DATA EXTRACT:
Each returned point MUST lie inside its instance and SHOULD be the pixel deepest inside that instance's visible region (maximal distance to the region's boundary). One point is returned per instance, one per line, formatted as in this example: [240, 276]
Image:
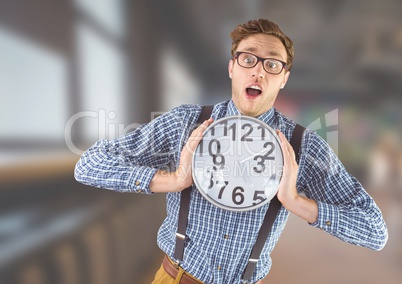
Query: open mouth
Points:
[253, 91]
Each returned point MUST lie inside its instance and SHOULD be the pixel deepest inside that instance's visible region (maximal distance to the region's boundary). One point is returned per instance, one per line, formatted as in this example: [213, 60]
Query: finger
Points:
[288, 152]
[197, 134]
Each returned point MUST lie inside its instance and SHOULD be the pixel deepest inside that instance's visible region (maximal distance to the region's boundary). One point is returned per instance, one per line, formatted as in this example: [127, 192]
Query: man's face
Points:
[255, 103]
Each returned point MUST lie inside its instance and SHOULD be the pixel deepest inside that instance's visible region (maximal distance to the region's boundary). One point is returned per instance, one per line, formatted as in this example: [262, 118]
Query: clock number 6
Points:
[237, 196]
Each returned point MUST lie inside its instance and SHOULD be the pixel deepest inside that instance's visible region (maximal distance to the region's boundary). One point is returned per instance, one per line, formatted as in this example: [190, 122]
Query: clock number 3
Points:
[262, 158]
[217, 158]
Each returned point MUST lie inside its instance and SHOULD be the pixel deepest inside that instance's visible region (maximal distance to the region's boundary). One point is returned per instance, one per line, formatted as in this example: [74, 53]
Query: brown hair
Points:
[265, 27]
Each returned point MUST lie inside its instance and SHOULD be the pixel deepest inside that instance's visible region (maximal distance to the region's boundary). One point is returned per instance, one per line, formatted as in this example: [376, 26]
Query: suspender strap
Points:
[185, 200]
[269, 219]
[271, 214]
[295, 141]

SHORT TASK: Copy every record above exactly as written, but leave out the pictures.

CORRECT OUTPUT:
Each returned point MUST lie inside its instance and SHOULD be the pixel deepest inside that instance's visible region (maximal distance to the region's boundary). One point is returned per instance, one per line, formatted as in this example: [240, 276]
Image:
Query: open mouth
Points:
[253, 91]
Each returned point MUST lie inside its instance and SHOULD be the pixel deepest inside that instance's visible region (maximal distance to the region's boundary). One point is returned per instance, one per line, formatted as in this example: [213, 60]
Query: finger
Points:
[288, 152]
[197, 134]
Each returned point MUST lie inside its instance and SHOULD be the pixel deepest inside that instance's visible region (maximal distance to the region's boundary). One point is returned per instance, one per line, formatted as in this example: [127, 192]
Query: man's face
Points:
[255, 103]
Each returned point MUST lie inside its instance and SHOULD be the pixel deepest inside that instance's visible region (maximal distance to the region's boundary). One point is returned per instance, one per line, formatted as in this example: [262, 118]
Query: clock number 6
Points:
[237, 196]
Each returned point MUST lie inside its instance and SHOULD be the pixel deepest inside that instance's visible region (maximal distance to the region's boundary). One point is returned per instance, one per line, formatted as in this example: [190, 122]
Query: clock number 3
Points:
[262, 158]
[217, 158]
Each returned point MUST lie inside its instance and SHOULD be the pixel deepest inside that instance's visible region (maximal distance to the region's boundary). One point is returned per instance, one per line, formatted as in this example: [74, 53]
Query: brown hair
Points:
[265, 27]
Each returned point MUST lie inside its instance and SHOULD be the pixel deepest inside that instance's visible region (maximal distance to the region's boundary). One point is returned per instance, one per line, formatted as in this example: [376, 26]
Query: suspender strap
Points:
[185, 200]
[269, 219]
[271, 214]
[295, 141]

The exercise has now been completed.